GIVEN PROBLEM 1
According to the passage on NCC Group's security research, to which agency did NCC Group report the PowerG vulnerabilities?
GIVEN PROBLEM 2
Translate this sentence from the passage on NCC Group's security research into Spanish: "PowerG features in a range of peripherals and sensors."
GIVEN PROBLEM 3
Pick up the passage on NCC Group's security research after its last sentence and carry it forward.

SELECTED EXTRACT
____________

NCC Group said the observed samples delivered malware consistent with ValleyRAT behaviour. It described ValleyRAT as a modular Remote Access Trojan linked to Silver Fox. It said supporting infrastructure sat in Asia.
The company said the research reinforces industry guidance on risk exposure. It said organisations with Chinese-speaking employees or operations in China face elevated risk from the campaign, regardless of sector.
Building security protocol
Separately, NCC Group disclosed four vulnerabilities affecting the PowerG building security radio protocol used in Johnson Controls devices. The protocol is used in products deployed in homes and commercial premises, including alarm and access control environments.
PowerG features in a range of peripherals and sensors. "PowerG is used in devices such as motion detectors, cameras, smoke detectors, sirens, and smart locks," said James Chambers, Senior Security Consultant, NCC Group.
NCC Group said it reported the vulnerabilities to the US Cybersecurity and Infrastructure Security Agency. The issues include weaknesses affecting network encryption keys and device identity controls, as well as a cryptographic reuse problem and predictable radio behaviour, according to Chambers.
"Two of the vulnerabilities (CVE-2025-61738 and CVE-2025-26379) expose the PowerG network encryption keys. Affected IQPanel control panel devices generate network keys in a predictable way based on their serial number, making it easy to guess or determine the network key (CVE-2025-26379). An attacker within radio reception range can also intercept the network keys whenever a device is paired to a PowerG network because the keys are sent to the pairing device in cleartext (CVE-2025-61738)," said Chambers.
Chambers said an attacker who obtains those keys could read and inject traffic on the network. He said the protocol lacks cryptographic device identity proof. That creates opportunities for impersonation across a network, according to his analysis.

____________

MATERIAL PROVIDED

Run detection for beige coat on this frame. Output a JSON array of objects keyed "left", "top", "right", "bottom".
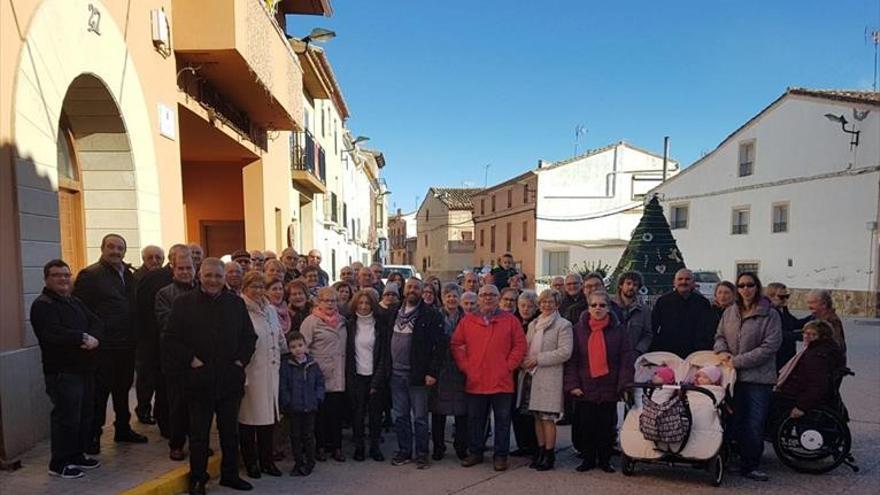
[
  {"left": 299, "top": 315, "right": 348, "bottom": 392},
  {"left": 238, "top": 297, "right": 284, "bottom": 426},
  {"left": 517, "top": 312, "right": 572, "bottom": 413}
]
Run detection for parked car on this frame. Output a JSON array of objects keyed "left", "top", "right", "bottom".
[
  {"left": 694, "top": 270, "right": 721, "bottom": 301},
  {"left": 382, "top": 265, "right": 422, "bottom": 284}
]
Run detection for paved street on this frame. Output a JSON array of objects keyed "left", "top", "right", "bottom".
[{"left": 0, "top": 319, "right": 880, "bottom": 495}]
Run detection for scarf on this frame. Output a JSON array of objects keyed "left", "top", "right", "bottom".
[
  {"left": 394, "top": 303, "right": 422, "bottom": 332},
  {"left": 587, "top": 315, "right": 611, "bottom": 378},
  {"left": 312, "top": 305, "right": 339, "bottom": 330}
]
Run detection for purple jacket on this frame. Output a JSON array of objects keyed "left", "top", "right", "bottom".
[{"left": 563, "top": 311, "right": 635, "bottom": 403}]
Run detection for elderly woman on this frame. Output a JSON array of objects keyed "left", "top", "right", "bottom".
[
  {"left": 300, "top": 287, "right": 349, "bottom": 462},
  {"left": 345, "top": 289, "right": 390, "bottom": 462},
  {"left": 425, "top": 283, "right": 468, "bottom": 461},
  {"left": 715, "top": 272, "right": 782, "bottom": 481},
  {"left": 773, "top": 320, "right": 844, "bottom": 420},
  {"left": 238, "top": 270, "right": 284, "bottom": 478},
  {"left": 563, "top": 291, "right": 635, "bottom": 473},
  {"left": 518, "top": 289, "right": 572, "bottom": 471}
]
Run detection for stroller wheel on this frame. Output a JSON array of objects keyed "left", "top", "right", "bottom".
[
  {"left": 709, "top": 453, "right": 724, "bottom": 486},
  {"left": 620, "top": 454, "right": 636, "bottom": 476}
]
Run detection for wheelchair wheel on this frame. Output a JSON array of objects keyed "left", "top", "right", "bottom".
[{"left": 773, "top": 408, "right": 852, "bottom": 474}]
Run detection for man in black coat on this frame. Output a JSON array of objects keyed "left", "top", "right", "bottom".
[
  {"left": 134, "top": 244, "right": 190, "bottom": 430},
  {"left": 73, "top": 234, "right": 147, "bottom": 455},
  {"left": 651, "top": 268, "right": 716, "bottom": 358},
  {"left": 374, "top": 277, "right": 447, "bottom": 469},
  {"left": 31, "top": 260, "right": 104, "bottom": 479},
  {"left": 163, "top": 258, "right": 257, "bottom": 493}
]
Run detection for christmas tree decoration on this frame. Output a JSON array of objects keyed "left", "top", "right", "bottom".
[{"left": 611, "top": 196, "right": 685, "bottom": 297}]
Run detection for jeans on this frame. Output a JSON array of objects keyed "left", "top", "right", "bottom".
[
  {"left": 391, "top": 375, "right": 428, "bottom": 458},
  {"left": 467, "top": 393, "right": 513, "bottom": 458},
  {"left": 733, "top": 382, "right": 773, "bottom": 473},
  {"left": 92, "top": 349, "right": 135, "bottom": 437},
  {"left": 46, "top": 373, "right": 95, "bottom": 472}
]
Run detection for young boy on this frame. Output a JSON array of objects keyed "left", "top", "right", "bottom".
[{"left": 278, "top": 332, "right": 324, "bottom": 476}]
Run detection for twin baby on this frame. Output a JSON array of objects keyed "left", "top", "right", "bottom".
[{"left": 651, "top": 366, "right": 721, "bottom": 387}]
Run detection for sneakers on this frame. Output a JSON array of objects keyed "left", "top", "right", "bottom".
[{"left": 49, "top": 465, "right": 86, "bottom": 480}]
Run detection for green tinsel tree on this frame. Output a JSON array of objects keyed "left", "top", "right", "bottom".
[{"left": 611, "top": 196, "right": 685, "bottom": 297}]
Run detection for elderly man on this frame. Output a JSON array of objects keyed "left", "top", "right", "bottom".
[
  {"left": 31, "top": 260, "right": 103, "bottom": 479},
  {"left": 134, "top": 244, "right": 191, "bottom": 428},
  {"left": 612, "top": 272, "right": 654, "bottom": 354},
  {"left": 450, "top": 284, "right": 527, "bottom": 471},
  {"left": 374, "top": 277, "right": 447, "bottom": 469},
  {"left": 73, "top": 234, "right": 147, "bottom": 455},
  {"left": 132, "top": 245, "right": 165, "bottom": 282},
  {"left": 165, "top": 258, "right": 257, "bottom": 493},
  {"left": 224, "top": 261, "right": 244, "bottom": 296},
  {"left": 153, "top": 254, "right": 198, "bottom": 461},
  {"left": 308, "top": 249, "right": 330, "bottom": 287},
  {"left": 651, "top": 268, "right": 716, "bottom": 358},
  {"left": 807, "top": 289, "right": 846, "bottom": 365}
]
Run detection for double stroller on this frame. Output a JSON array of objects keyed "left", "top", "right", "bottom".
[{"left": 620, "top": 351, "right": 736, "bottom": 486}]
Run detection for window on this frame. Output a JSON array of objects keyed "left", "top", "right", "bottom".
[
  {"left": 544, "top": 251, "right": 568, "bottom": 276},
  {"left": 739, "top": 141, "right": 755, "bottom": 177},
  {"left": 773, "top": 203, "right": 788, "bottom": 234},
  {"left": 669, "top": 205, "right": 688, "bottom": 230},
  {"left": 736, "top": 261, "right": 759, "bottom": 278},
  {"left": 730, "top": 208, "right": 749, "bottom": 235}
]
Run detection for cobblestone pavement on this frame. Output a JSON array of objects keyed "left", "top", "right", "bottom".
[{"left": 0, "top": 320, "right": 880, "bottom": 495}]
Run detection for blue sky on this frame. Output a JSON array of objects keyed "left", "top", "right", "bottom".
[{"left": 288, "top": 0, "right": 880, "bottom": 211}]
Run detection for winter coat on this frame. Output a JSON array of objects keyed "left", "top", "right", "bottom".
[
  {"left": 373, "top": 301, "right": 446, "bottom": 386},
  {"left": 430, "top": 308, "right": 467, "bottom": 416},
  {"left": 278, "top": 355, "right": 324, "bottom": 414},
  {"left": 563, "top": 312, "right": 635, "bottom": 403},
  {"left": 299, "top": 315, "right": 348, "bottom": 392},
  {"left": 163, "top": 289, "right": 257, "bottom": 400},
  {"left": 617, "top": 301, "right": 654, "bottom": 355},
  {"left": 73, "top": 260, "right": 137, "bottom": 350},
  {"left": 715, "top": 304, "right": 782, "bottom": 385},
  {"left": 777, "top": 339, "right": 843, "bottom": 411},
  {"left": 517, "top": 312, "right": 572, "bottom": 413},
  {"left": 31, "top": 288, "right": 104, "bottom": 375},
  {"left": 450, "top": 310, "right": 527, "bottom": 394},
  {"left": 345, "top": 313, "right": 391, "bottom": 390},
  {"left": 651, "top": 291, "right": 717, "bottom": 358},
  {"left": 238, "top": 296, "right": 286, "bottom": 426}
]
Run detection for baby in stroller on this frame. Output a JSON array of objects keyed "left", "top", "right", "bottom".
[{"left": 620, "top": 351, "right": 736, "bottom": 486}]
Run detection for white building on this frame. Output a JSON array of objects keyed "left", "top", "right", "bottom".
[
  {"left": 652, "top": 88, "right": 880, "bottom": 314},
  {"left": 535, "top": 141, "right": 679, "bottom": 277}
]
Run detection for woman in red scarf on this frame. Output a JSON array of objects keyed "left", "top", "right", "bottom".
[{"left": 563, "top": 292, "right": 635, "bottom": 473}]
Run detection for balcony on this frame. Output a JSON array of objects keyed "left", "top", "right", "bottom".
[
  {"left": 172, "top": 0, "right": 303, "bottom": 130},
  {"left": 290, "top": 131, "right": 327, "bottom": 194},
  {"left": 446, "top": 241, "right": 477, "bottom": 254}
]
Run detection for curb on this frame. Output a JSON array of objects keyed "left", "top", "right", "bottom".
[{"left": 122, "top": 453, "right": 220, "bottom": 495}]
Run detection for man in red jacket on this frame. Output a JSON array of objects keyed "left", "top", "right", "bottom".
[{"left": 450, "top": 284, "right": 527, "bottom": 471}]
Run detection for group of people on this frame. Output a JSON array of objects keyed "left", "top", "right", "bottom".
[{"left": 31, "top": 240, "right": 845, "bottom": 493}]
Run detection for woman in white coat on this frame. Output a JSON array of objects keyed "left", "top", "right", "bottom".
[
  {"left": 238, "top": 271, "right": 284, "bottom": 478},
  {"left": 518, "top": 289, "right": 572, "bottom": 471}
]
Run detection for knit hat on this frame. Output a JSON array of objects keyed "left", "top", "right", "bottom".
[
  {"left": 654, "top": 366, "right": 675, "bottom": 385},
  {"left": 698, "top": 366, "right": 721, "bottom": 383}
]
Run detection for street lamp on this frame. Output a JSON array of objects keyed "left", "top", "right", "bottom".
[{"left": 825, "top": 113, "right": 862, "bottom": 149}]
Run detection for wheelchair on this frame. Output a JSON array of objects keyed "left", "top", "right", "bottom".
[{"left": 769, "top": 368, "right": 859, "bottom": 474}]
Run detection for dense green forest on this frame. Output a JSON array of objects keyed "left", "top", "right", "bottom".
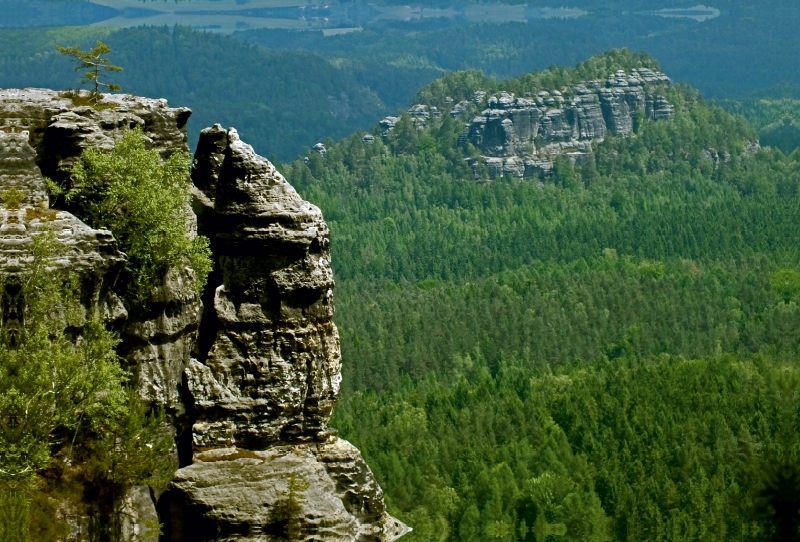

____________

FINAL ANSWER 1
The US Cybersecurity and Infrastructure Security Agency.

FINAL ANSWER 2
PowerG está presente en una variedad de periféricos y sensores.

FINAL ANSWER 3
"With the network keys, an attacker can decrypt any message sent on the PowerG network, and send their own encrypted messages. As the protocol does not support any cryptographic proof of a device's identity (CVE-2025-61740), the attacker can pretend to be any device on the network when sending messages; for example, they could pretend to be the main control panel sending configuration, or disarm, or unlock messages to peripherals. This results in a total loss of network security," said Chambers.
Chambers also described a weakness tied to periodic re-use of cryptographic parameters. He said this could allow replay of captured messages on a repeating schedule and could also affect radio channel hopping behaviour.
"PowerG's cryptography also has a weakness where parameters that should only be used once are re-used every 36 hours (CVE-2025-61739). This means an attacker can replay captured messages every 36 hours without knowing the network keys, and potentially modify those replayed messages. The radio channel hopping sequence will also repeat every 36 hours," said Chambers.
NCC Group said mitigation depends on product and deployment constraints. "Mitigation requires updating device firmware where possible, and in some cases total replacement of the affected devices," said Chambers.